═══ RAW RECORDS ═══

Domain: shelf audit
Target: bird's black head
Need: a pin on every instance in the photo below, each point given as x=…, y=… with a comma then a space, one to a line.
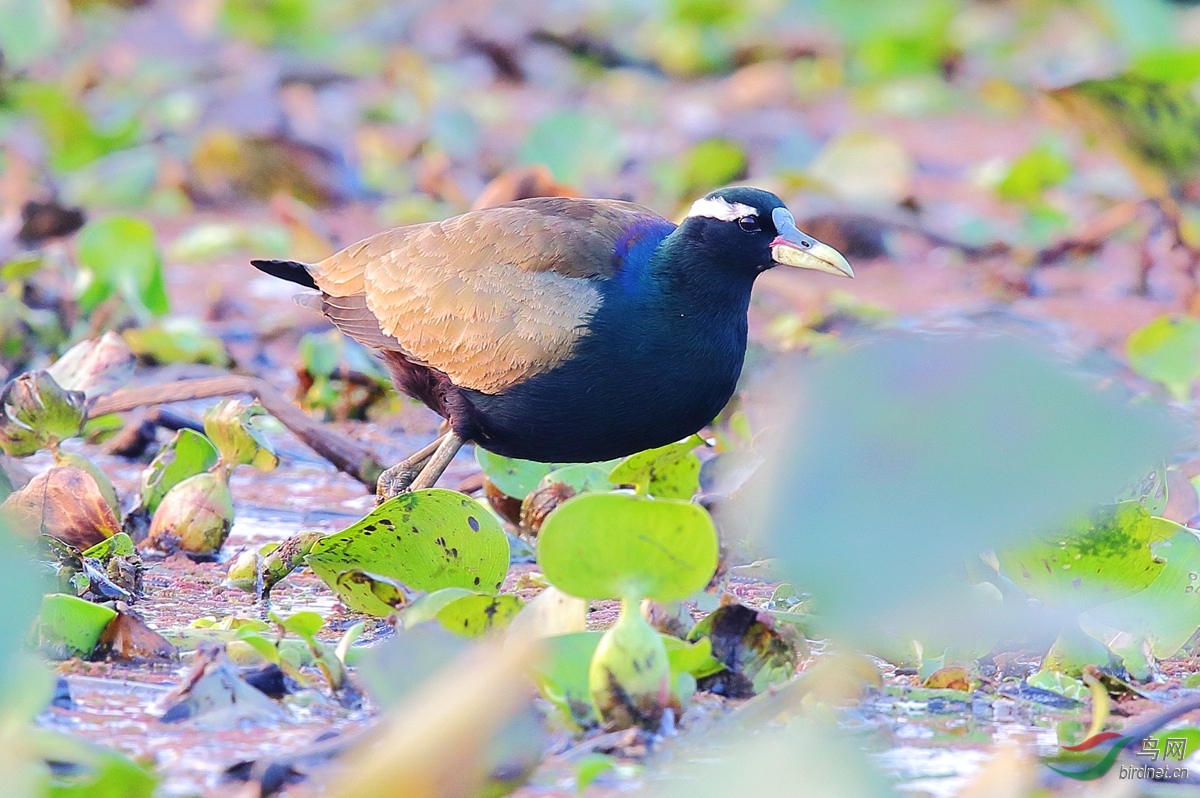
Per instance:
x=750, y=228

═══

YOUR OBJECTIVE: Reproduce the records above with "shelf audit" swapped for "wildlife survey" and nothing else altered, omitting the pictures.

FINAL RESULT:
Domain: wildlife survey
Target: bird's black head
Need: a pin on every instance in the photo below, each point given as x=…, y=… with a comma then a space, one to a line.
Per instance:
x=750, y=228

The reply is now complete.